• CONSIGNE DONNÉE: Présente toutes les lignes ci-dessous sous forme de liste numérotée, en omettant les lignes vides.

#### DONNÉES FOURNIES

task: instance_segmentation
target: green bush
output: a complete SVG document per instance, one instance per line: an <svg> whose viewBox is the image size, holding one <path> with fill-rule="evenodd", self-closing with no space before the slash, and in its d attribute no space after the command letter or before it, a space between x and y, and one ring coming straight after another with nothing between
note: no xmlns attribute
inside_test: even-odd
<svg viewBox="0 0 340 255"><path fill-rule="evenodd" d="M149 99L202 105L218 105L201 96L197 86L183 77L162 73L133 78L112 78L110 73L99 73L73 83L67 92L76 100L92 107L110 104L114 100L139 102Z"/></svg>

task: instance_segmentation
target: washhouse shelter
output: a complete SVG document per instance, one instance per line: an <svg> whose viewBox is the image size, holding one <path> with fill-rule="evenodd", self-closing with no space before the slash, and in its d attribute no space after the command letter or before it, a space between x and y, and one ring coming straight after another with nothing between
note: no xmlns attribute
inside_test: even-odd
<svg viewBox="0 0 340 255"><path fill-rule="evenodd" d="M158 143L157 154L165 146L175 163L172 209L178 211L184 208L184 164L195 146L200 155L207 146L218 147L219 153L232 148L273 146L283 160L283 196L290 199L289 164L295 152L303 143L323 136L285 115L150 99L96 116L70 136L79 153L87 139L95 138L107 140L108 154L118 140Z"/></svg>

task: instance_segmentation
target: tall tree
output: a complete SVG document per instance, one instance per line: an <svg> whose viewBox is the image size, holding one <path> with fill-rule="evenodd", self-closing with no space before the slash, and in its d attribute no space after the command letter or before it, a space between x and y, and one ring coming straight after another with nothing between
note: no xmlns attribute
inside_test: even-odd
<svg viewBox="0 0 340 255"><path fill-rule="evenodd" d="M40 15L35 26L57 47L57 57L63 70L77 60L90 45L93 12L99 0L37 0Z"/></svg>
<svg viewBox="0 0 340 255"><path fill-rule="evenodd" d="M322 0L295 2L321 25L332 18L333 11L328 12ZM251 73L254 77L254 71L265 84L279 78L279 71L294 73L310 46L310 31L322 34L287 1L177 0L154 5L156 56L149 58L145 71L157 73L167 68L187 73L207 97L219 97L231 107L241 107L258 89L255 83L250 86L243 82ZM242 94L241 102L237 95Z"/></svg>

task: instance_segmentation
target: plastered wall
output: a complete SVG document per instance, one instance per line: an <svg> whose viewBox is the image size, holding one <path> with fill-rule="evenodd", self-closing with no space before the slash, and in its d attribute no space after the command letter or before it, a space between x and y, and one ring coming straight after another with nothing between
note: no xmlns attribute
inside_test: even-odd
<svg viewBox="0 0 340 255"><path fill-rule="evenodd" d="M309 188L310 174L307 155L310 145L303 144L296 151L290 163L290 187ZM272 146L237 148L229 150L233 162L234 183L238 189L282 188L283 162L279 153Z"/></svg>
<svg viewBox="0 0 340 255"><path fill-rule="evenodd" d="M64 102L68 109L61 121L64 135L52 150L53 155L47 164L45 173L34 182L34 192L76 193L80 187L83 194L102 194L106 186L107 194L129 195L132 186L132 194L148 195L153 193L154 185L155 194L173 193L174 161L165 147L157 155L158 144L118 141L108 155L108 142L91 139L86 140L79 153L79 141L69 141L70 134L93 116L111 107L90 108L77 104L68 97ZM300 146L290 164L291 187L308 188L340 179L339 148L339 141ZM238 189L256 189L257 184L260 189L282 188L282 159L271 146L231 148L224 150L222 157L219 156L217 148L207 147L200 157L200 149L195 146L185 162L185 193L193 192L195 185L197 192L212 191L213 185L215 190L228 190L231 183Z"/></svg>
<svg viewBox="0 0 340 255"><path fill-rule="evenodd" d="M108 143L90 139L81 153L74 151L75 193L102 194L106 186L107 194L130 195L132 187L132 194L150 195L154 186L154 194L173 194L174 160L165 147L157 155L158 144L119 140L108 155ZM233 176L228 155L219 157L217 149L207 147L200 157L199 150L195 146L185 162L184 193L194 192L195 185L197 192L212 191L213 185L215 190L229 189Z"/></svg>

########

• RÉPONSE FINALE:
1. task: instance_segmentation
2. target: green bush
3. output: a complete SVG document per instance, one instance per line: an <svg> whose viewBox is the image size, holding one <path> with fill-rule="evenodd", self-closing with no space before the slash, and in its d attribute no space after the command letter or before it, a space between x and y, and one ring coming straight after another with nothing between
4. note: no xmlns attribute
5. inside_test: even-odd
6. <svg viewBox="0 0 340 255"><path fill-rule="evenodd" d="M149 99L202 105L218 105L201 96L197 86L183 77L162 73L133 78L112 78L110 73L99 73L73 83L67 92L76 100L92 107L110 104L114 100L139 102Z"/></svg>
7. task: instance_segmentation
8. target: washhouse shelter
9. output: a complete SVG document per instance, one instance per line: an <svg> whose viewBox is the image size, holding one <path> with fill-rule="evenodd", self-closing with no space before the slash, and in its d attribute no space after the command letter or before it, a space between x and y, and one ring coming straight after another with nothing between
10. note: no xmlns attribute
11. inside_test: even-odd
12. <svg viewBox="0 0 340 255"><path fill-rule="evenodd" d="M158 143L157 154L165 146L175 163L172 209L178 211L184 208L184 164L195 146L200 155L207 146L218 147L219 153L232 148L273 146L283 160L283 196L290 199L289 164L295 152L303 143L323 136L285 115L150 99L96 116L70 136L79 153L87 139L95 138L107 140L108 154L118 140Z"/></svg>
13. task: instance_segmentation
14. target: tall tree
15. output: a complete SVG document per instance, one instance per line: an <svg> whose viewBox is the image size, holding one <path> with fill-rule="evenodd", self-closing with no space before the slash, and in its d attribute no space after the command letter or before it, a space between x and y, and one ring coming straight after another with nothing between
16. note: no xmlns attribute
17. inside_test: even-odd
18. <svg viewBox="0 0 340 255"><path fill-rule="evenodd" d="M40 15L35 26L57 47L57 57L63 70L77 60L90 45L93 12L99 0L37 0Z"/></svg>
19. <svg viewBox="0 0 340 255"><path fill-rule="evenodd" d="M322 0L295 2L321 25L332 18L333 11L328 12ZM251 73L254 77L254 71L265 84L279 78L279 71L294 73L310 46L310 31L322 34L287 1L177 0L154 5L156 56L149 58L145 71L157 73L167 68L187 73L207 97L219 97L231 107L241 107L258 89L255 83L250 86L243 82ZM242 94L241 102L237 95Z"/></svg>
20. task: instance_segmentation
21. target: plastered wall
22. output: a complete SVG document per instance, one instance per line: an <svg> whose viewBox is the image size, holding one <path> with fill-rule="evenodd", self-closing with no space before the slash, and in its d attribute no space after the command letter or before it, a space between x and y, and one ring coming straight after another with nothing between
23. note: no xmlns attribute
24. inside_test: even-odd
25. <svg viewBox="0 0 340 255"><path fill-rule="evenodd" d="M309 188L310 174L307 155L310 145L303 144L296 151L290 163L290 187ZM272 146L237 148L229 150L233 162L234 183L238 189L282 188L283 162L279 153Z"/></svg>
26. <svg viewBox="0 0 340 255"><path fill-rule="evenodd" d="M64 102L68 109L61 121L64 135L52 150L53 155L47 164L45 173L34 182L34 192L76 193L80 187L83 194L102 194L106 186L107 194L129 195L132 186L132 194L148 195L153 193L154 185L155 194L173 193L174 161L165 147L157 155L158 144L118 141L108 155L108 142L91 139L86 140L79 153L79 141L69 141L70 134L93 116L111 107L90 108L77 104L68 97ZM300 146L290 164L291 187L308 188L340 179L339 148L339 141ZM238 189L256 189L257 184L260 189L282 188L282 159L271 146L231 148L224 150L222 157L219 156L217 148L207 147L200 157L200 149L195 146L185 162L185 193L193 192L195 185L197 192L212 191L213 185L215 190L228 190L231 183Z"/></svg>
27. <svg viewBox="0 0 340 255"><path fill-rule="evenodd" d="M108 143L90 139L81 153L74 151L75 193L102 194L106 186L107 194L130 195L132 187L132 194L150 195L154 186L154 194L173 194L174 160L165 147L157 155L158 144L119 140L108 155ZM233 176L228 155L219 157L217 149L207 147L200 157L199 150L195 146L185 162L184 193L194 192L195 185L197 192L212 191L213 185L215 190L229 189Z"/></svg>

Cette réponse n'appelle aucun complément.